§ **ACTIVITY**
The answer must consist of every line from the data that holds "woman".

[Dataset items]
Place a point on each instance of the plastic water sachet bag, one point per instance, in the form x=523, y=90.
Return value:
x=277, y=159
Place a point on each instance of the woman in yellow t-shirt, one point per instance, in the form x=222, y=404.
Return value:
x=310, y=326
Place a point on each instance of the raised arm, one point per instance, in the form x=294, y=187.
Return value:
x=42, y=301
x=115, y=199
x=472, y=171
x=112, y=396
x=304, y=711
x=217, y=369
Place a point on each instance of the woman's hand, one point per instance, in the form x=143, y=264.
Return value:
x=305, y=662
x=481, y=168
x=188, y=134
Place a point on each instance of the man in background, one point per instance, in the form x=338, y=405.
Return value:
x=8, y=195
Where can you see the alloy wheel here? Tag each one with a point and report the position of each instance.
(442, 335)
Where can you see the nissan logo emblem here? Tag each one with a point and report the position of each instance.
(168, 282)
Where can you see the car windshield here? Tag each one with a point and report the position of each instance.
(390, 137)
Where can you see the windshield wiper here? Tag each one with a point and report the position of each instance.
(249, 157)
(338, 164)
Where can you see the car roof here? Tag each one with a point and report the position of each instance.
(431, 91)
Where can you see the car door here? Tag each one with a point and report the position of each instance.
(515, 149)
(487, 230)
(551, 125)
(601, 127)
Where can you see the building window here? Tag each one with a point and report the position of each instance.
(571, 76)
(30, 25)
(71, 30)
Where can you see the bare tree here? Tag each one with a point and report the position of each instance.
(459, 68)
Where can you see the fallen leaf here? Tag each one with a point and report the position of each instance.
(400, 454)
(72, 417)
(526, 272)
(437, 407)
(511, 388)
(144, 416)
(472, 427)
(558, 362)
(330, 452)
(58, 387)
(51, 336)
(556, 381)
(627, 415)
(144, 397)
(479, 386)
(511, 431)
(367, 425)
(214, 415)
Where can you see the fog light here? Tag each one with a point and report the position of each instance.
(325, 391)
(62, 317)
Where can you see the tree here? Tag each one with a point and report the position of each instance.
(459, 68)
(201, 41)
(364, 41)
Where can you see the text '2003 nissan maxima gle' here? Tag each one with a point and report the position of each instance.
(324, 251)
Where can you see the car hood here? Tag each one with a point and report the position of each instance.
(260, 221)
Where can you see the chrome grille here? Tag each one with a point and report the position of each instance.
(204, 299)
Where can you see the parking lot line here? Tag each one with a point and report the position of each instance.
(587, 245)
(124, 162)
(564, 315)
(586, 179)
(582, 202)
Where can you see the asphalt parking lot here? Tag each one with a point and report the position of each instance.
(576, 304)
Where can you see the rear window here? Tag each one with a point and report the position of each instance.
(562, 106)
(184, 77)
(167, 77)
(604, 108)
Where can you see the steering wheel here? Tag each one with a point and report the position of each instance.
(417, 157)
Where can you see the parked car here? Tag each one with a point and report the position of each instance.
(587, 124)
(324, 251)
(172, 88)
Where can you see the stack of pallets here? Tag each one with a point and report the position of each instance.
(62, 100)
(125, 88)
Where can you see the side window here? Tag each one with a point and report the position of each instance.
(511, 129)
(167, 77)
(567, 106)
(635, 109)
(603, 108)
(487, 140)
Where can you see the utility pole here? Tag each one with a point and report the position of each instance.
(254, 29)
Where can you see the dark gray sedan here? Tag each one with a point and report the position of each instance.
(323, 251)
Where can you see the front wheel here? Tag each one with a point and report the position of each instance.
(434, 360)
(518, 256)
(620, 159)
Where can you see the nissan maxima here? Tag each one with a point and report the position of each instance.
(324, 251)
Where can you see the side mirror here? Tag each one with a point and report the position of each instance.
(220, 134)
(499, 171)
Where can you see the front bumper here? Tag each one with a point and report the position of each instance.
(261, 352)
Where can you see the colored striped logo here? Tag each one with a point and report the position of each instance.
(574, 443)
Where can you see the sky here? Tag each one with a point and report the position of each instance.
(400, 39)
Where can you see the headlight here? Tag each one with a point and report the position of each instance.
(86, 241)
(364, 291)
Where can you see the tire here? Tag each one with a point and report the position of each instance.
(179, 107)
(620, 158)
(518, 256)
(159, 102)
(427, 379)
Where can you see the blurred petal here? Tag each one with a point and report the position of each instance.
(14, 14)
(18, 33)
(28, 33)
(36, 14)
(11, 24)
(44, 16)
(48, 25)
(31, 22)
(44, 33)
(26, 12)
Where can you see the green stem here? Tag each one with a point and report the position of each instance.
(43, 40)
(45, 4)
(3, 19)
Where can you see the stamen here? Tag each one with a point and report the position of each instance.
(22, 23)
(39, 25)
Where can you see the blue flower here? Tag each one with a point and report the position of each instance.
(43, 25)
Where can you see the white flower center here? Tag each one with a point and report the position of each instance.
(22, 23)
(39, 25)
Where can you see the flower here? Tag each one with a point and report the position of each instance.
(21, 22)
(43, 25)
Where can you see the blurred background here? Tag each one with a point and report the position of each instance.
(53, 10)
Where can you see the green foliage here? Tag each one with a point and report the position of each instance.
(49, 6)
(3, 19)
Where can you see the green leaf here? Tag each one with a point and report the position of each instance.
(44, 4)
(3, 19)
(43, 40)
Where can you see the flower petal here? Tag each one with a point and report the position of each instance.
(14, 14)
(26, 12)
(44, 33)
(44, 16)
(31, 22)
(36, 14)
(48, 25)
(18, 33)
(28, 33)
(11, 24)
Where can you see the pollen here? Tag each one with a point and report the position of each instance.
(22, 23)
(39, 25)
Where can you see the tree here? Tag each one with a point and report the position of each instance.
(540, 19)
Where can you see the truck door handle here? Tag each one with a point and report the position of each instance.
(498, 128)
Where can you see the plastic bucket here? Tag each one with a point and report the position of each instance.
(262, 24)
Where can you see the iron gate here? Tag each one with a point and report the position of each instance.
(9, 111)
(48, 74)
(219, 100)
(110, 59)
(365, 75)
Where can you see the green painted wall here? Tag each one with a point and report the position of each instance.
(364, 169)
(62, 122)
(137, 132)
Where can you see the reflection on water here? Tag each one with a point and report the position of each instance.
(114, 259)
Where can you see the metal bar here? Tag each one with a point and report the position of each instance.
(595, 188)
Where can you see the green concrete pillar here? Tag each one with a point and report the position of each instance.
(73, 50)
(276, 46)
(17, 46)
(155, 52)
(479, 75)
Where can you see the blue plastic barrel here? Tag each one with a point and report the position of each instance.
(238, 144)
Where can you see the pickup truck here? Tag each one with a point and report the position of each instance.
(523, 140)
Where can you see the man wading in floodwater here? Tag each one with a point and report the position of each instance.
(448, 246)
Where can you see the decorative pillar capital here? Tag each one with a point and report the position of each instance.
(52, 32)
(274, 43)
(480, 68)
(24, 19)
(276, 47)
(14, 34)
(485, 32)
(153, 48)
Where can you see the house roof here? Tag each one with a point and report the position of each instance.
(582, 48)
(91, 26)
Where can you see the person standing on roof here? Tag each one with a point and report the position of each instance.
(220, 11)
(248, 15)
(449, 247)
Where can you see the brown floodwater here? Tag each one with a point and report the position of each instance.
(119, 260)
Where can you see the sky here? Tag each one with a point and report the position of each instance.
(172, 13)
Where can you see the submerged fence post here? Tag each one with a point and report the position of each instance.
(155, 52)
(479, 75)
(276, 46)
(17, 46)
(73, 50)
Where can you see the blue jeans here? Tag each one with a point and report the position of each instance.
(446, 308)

§ **WRITTEN RESPONSE**
Place a point on each instance of the woman in yellow t-shirt, one point per instance, in the form x=222, y=404.
Place a point on each instance of the woman's hand, one point per instance, in the form x=143, y=264.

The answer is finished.